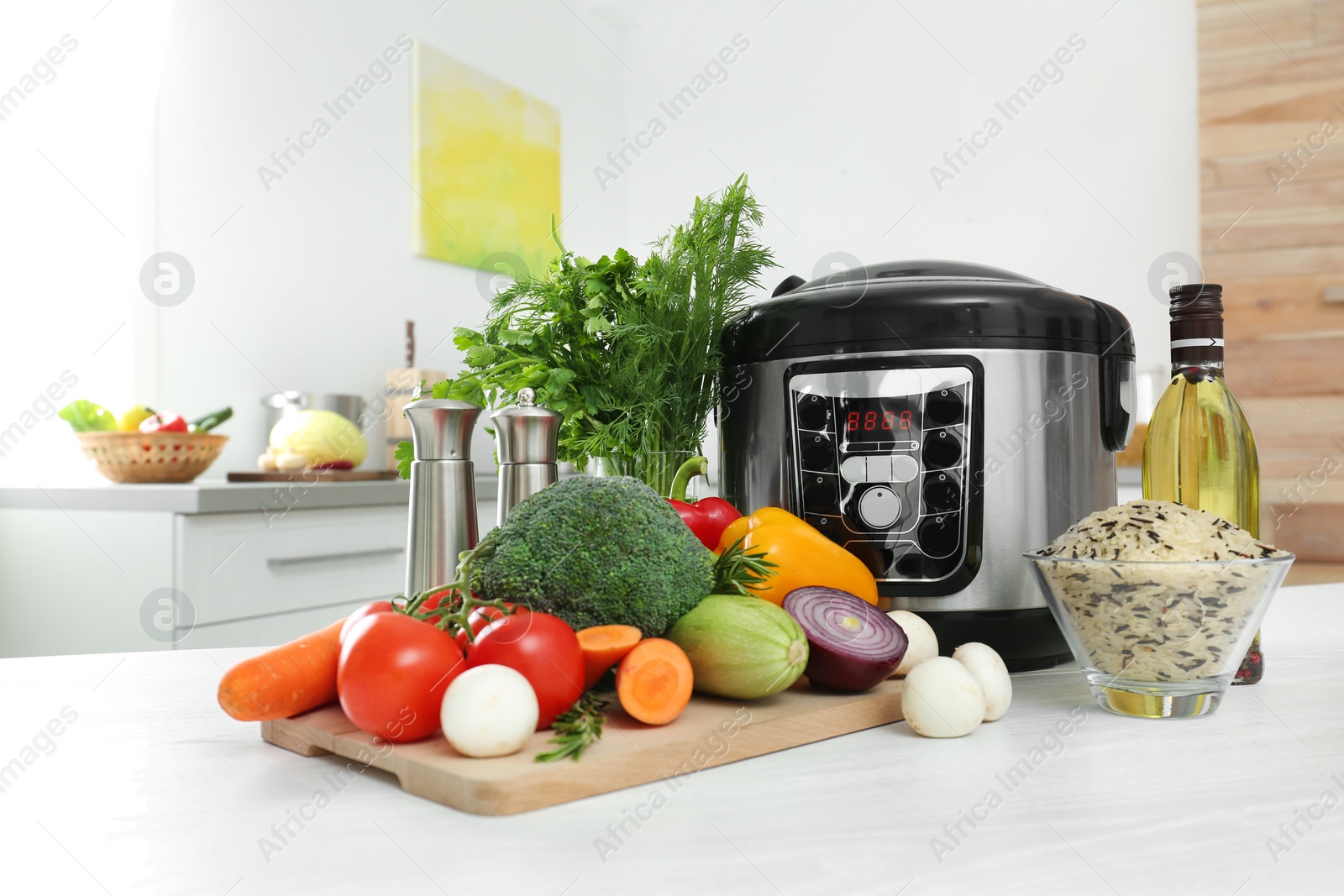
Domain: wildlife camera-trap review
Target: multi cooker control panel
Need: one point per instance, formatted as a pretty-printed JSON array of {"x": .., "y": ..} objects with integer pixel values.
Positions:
[{"x": 880, "y": 463}]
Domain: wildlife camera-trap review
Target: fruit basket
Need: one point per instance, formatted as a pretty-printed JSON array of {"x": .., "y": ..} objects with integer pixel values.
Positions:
[{"x": 151, "y": 457}]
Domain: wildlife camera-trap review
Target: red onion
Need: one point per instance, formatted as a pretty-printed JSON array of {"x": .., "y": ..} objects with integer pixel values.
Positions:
[{"x": 853, "y": 644}]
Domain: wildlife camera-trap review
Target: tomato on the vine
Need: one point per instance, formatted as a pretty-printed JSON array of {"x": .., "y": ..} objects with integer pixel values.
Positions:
[
  {"x": 393, "y": 674},
  {"x": 480, "y": 618},
  {"x": 369, "y": 609},
  {"x": 541, "y": 647}
]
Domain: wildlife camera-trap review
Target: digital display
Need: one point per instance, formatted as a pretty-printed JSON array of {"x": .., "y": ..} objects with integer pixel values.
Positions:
[
  {"x": 879, "y": 419},
  {"x": 869, "y": 421}
]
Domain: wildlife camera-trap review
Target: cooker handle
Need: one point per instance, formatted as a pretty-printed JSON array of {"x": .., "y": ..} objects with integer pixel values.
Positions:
[
  {"x": 1119, "y": 398},
  {"x": 788, "y": 285}
]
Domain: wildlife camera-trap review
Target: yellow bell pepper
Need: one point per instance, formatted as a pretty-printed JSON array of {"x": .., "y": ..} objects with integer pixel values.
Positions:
[{"x": 806, "y": 557}]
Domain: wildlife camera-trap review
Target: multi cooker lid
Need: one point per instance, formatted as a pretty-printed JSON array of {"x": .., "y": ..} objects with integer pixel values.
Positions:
[{"x": 918, "y": 305}]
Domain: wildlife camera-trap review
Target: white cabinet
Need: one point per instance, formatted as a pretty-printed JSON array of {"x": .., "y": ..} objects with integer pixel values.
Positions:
[
  {"x": 156, "y": 567},
  {"x": 241, "y": 566},
  {"x": 112, "y": 580}
]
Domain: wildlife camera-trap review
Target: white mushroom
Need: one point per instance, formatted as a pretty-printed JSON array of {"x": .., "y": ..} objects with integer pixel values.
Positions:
[
  {"x": 924, "y": 642},
  {"x": 291, "y": 463},
  {"x": 942, "y": 699},
  {"x": 990, "y": 671},
  {"x": 490, "y": 711}
]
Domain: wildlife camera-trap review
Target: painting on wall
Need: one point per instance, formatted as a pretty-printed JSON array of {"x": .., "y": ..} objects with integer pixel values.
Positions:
[{"x": 486, "y": 164}]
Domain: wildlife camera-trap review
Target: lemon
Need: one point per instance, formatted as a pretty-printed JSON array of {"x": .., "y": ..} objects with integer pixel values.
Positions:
[{"x": 131, "y": 421}]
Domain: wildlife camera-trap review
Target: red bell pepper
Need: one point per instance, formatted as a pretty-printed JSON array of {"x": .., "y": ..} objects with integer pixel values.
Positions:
[
  {"x": 707, "y": 517},
  {"x": 165, "y": 423}
]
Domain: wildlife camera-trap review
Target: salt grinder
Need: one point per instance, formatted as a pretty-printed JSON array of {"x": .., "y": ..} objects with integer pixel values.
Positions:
[
  {"x": 443, "y": 512},
  {"x": 526, "y": 438}
]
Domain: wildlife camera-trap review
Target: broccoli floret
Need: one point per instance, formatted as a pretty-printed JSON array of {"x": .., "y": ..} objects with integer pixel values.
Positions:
[{"x": 597, "y": 551}]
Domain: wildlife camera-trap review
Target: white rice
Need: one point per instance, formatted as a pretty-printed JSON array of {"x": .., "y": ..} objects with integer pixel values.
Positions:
[{"x": 1140, "y": 607}]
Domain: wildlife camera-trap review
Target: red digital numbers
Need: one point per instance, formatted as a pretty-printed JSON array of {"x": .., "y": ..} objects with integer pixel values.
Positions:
[{"x": 869, "y": 421}]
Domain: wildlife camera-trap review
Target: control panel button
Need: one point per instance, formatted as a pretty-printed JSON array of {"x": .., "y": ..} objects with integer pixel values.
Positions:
[
  {"x": 938, "y": 535},
  {"x": 941, "y": 493},
  {"x": 941, "y": 450},
  {"x": 944, "y": 407},
  {"x": 819, "y": 495},
  {"x": 879, "y": 506},
  {"x": 813, "y": 411},
  {"x": 904, "y": 468},
  {"x": 817, "y": 453}
]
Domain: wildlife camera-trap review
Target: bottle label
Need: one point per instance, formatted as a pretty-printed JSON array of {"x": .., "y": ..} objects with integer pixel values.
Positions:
[{"x": 1196, "y": 340}]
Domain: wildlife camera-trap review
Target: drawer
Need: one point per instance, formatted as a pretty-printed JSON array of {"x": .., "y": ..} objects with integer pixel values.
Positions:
[
  {"x": 265, "y": 631},
  {"x": 239, "y": 566}
]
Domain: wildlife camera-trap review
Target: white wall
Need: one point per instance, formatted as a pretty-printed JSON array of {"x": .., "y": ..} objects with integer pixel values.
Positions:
[
  {"x": 309, "y": 284},
  {"x": 837, "y": 110},
  {"x": 74, "y": 214}
]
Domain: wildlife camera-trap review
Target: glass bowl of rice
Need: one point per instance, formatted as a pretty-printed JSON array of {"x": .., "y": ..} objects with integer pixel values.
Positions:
[{"x": 1159, "y": 604}]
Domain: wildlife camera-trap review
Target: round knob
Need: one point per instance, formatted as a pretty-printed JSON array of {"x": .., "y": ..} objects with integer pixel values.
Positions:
[
  {"x": 941, "y": 450},
  {"x": 938, "y": 535},
  {"x": 816, "y": 453},
  {"x": 879, "y": 506},
  {"x": 813, "y": 411},
  {"x": 941, "y": 493},
  {"x": 944, "y": 407},
  {"x": 819, "y": 495}
]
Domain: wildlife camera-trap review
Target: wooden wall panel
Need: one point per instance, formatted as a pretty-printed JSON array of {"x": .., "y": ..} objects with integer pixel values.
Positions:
[{"x": 1272, "y": 82}]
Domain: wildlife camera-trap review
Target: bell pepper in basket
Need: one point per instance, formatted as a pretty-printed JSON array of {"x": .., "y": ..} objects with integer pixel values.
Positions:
[
  {"x": 707, "y": 517},
  {"x": 804, "y": 557}
]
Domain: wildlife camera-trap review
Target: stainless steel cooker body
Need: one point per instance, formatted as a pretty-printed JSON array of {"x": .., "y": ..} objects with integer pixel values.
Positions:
[{"x": 860, "y": 445}]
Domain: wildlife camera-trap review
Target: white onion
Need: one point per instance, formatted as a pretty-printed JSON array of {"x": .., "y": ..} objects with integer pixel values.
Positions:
[
  {"x": 490, "y": 711},
  {"x": 924, "y": 642},
  {"x": 942, "y": 699},
  {"x": 988, "y": 667}
]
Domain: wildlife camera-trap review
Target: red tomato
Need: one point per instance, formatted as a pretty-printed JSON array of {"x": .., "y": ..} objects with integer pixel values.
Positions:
[
  {"x": 393, "y": 674},
  {"x": 480, "y": 618},
  {"x": 369, "y": 609},
  {"x": 544, "y": 649},
  {"x": 165, "y": 423}
]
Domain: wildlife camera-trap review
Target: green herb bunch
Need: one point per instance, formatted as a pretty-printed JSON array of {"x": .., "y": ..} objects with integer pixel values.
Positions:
[{"x": 627, "y": 349}]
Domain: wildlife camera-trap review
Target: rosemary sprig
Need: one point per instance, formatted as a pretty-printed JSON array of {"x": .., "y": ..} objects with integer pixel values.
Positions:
[
  {"x": 738, "y": 571},
  {"x": 577, "y": 728}
]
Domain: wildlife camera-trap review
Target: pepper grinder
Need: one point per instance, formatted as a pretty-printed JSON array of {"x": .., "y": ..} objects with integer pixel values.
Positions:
[
  {"x": 526, "y": 438},
  {"x": 443, "y": 512}
]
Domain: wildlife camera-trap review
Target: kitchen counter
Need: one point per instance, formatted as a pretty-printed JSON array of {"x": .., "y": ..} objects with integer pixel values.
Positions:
[
  {"x": 152, "y": 789},
  {"x": 210, "y": 496}
]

* _Required task_:
Return every line of the data above that contains the word "white".

* _Written solution_:
Target: white cabinet
Target: white mushroom
Target: white rice
Target: white wall
Target: white onion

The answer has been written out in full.